Los atentados ocurridos el pasado viernes en la capital de Francia volvieron a reinstalar en la agenda global similares temas que cuando ocurrió en el 2001 en Nueva York el atentado a las Torres Gemelas.

A trazo grueso, todavía con el cimbronazo de lo terrible que pasó, podemos aventurar algunas consideraciones. La primera de ellas es que hay que llamar a las cosas por su nombre: no hay religión, idea política ni reproches tales como “lo que vivieron los franceses es algo similar a lo que vive desde hace años el pueblo sirio”, ni ningún otro tipo de justificación que haga comprensible matar personas a sangre fría. El “no matarás” sigue siendo una norma fundante de la sociedad humana y no confiere excepciones a nadie.

Lo que ocurrió en París no es un ataque a franceses ni al gobierno francés. Como el Vaticano lo expresó muy correctamente: se trata de “un ataque a la paz de toda la humanidad que requiere una reacción decidida y conjunta” para luchar contra “el odio homicida”.

El segundo punto es poner de relieve la importancia del derecho de defensa. Y que el Estado está para defender a sus ciudadanos. Ello vale para cualquier Estado, no sólo los afectados directamente por los hechos. Creernos a salvo o pensar que una postura indiferente puede “mantener a salvo por la suya” a alguna sociedad, además de un argumento errado termina siendo una conducta suicida.

Lo tercero es rescatar los valores de los derechos humanos. El terrorismo, en cualquiera de sus formas, lo que busca es precisamente eso: que los justos se rebajen a su nivel criminal.

Que un colectivo sea ganado por sentimientos no sólo de miedo sino, especialmente, por similares sensaciones de odio a las que tienen sus verdugos. Por eso, lo que nunca puede hacerse en estos casos es ceder a la tentación de devolver el mal con mal. Claro está, se debe apelar a casi todos los medios para defenderse de un caníbal. Y más que un derecho resulta un imperativo. Pero lo que nunca puede hacerse es comerse a ese caníbal. Permitir que, frente al sentimiento de pérdida y estupor, el mal abyecto de esos actos se nos contagie, es precisamente lo que busca de parte de quienes los perpetran.

[TAREAS POR HACER]:
[1] Haz una lista de las tres consideraciones que el texto sobre los atentados de París presenta como la primera, la segunda y la tercera.
[2] Indica cuántas líneas de las entradas contienen la palabra "tree", teniendo en cuenta mayúsculas y minúsculas. Responde solo con el número.

[SECCIÓN DE DATOS]:
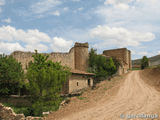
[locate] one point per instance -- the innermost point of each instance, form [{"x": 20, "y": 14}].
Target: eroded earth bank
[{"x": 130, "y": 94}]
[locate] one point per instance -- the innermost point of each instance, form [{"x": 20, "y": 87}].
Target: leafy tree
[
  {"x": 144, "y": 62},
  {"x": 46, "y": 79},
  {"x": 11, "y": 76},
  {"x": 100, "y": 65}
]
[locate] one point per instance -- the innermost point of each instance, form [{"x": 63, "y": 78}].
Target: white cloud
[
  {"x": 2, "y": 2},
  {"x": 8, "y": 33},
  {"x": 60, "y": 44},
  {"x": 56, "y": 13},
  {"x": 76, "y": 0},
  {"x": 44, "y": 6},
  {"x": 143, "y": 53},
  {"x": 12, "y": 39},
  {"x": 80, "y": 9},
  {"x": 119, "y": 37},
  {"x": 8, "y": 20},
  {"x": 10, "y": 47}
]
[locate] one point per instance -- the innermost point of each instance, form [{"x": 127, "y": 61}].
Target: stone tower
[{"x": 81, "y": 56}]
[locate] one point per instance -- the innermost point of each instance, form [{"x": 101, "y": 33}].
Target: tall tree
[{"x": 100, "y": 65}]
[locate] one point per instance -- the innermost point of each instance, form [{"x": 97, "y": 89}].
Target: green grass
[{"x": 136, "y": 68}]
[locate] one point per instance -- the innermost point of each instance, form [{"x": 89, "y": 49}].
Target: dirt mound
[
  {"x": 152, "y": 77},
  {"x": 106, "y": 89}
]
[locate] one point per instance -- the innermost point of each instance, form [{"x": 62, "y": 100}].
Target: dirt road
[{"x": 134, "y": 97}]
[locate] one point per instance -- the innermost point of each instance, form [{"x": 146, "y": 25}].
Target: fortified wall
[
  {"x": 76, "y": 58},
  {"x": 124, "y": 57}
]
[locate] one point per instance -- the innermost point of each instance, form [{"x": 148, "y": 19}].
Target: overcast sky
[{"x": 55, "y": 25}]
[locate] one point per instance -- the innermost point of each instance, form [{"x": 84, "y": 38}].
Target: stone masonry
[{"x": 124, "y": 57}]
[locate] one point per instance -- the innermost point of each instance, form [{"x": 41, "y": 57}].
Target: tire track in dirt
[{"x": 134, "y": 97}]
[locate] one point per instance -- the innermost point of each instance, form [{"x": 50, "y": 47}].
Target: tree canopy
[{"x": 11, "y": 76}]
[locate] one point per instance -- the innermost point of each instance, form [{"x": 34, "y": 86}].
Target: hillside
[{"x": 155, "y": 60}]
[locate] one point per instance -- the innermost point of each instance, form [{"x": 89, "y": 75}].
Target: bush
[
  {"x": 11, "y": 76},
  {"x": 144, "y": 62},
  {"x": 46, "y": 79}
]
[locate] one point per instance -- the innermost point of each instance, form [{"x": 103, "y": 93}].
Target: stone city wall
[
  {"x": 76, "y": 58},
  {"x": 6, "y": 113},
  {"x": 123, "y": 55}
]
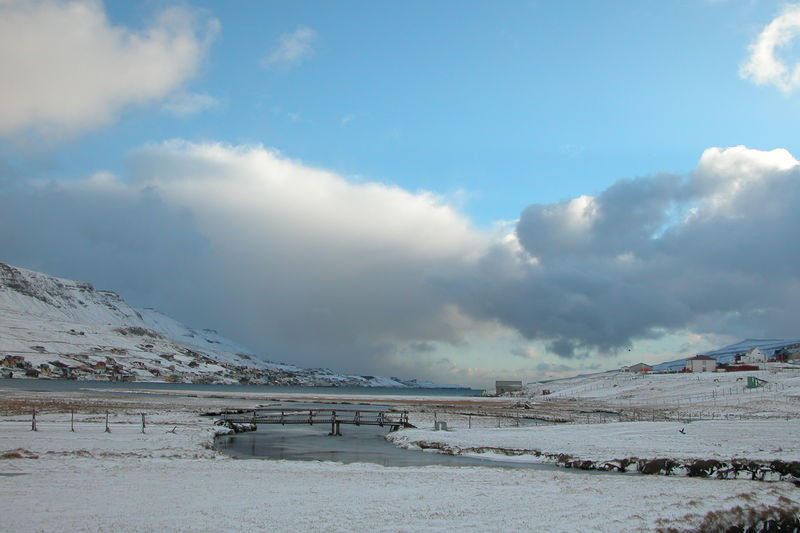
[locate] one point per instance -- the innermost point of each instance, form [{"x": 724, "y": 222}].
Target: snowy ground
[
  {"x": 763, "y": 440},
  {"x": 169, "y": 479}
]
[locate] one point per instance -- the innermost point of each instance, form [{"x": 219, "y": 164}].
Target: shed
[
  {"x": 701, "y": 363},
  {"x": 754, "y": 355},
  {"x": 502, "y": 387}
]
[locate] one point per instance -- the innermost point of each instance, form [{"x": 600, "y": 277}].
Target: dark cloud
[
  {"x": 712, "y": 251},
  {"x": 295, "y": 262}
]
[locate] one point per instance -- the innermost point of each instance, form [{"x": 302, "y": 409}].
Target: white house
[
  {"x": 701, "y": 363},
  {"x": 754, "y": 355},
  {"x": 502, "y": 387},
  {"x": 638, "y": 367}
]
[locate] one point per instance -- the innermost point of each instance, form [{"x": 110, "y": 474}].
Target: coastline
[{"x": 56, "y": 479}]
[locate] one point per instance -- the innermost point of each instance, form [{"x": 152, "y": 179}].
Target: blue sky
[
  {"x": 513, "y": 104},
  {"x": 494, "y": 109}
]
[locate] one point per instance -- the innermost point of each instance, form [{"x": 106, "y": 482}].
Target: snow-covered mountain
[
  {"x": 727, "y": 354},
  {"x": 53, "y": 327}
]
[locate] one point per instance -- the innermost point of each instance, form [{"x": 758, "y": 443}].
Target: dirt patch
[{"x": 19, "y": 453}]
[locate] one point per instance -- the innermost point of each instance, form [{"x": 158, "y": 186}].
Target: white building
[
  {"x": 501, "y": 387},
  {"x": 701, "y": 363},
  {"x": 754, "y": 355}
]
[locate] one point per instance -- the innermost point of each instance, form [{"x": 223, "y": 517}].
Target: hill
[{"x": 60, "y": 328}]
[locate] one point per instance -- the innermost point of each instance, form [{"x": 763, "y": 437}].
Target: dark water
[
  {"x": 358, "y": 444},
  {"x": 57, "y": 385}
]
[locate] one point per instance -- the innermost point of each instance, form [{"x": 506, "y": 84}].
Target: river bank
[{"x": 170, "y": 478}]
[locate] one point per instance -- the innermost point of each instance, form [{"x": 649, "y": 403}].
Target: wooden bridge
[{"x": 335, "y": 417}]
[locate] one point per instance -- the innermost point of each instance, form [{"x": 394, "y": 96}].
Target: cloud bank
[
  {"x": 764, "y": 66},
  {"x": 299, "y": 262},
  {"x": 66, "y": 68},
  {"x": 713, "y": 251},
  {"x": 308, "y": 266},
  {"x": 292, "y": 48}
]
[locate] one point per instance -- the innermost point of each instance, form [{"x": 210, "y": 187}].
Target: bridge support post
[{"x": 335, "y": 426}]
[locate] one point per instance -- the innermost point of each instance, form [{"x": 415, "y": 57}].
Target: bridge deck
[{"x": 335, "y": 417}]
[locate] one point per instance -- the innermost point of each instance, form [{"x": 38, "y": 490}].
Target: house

[LAS SOLUCIONES]:
[1]
1. Hay que llamar a las cosas por su nombre: ninguna religión, idea política, reproche ni otro tipo de justificación hace comprensible matar personas a sangre fría.
2. Hay que poner de relieve la importancia del derecho de defensa.
3. Hay que rescatar los valores de los derechos humanos.

[2] 3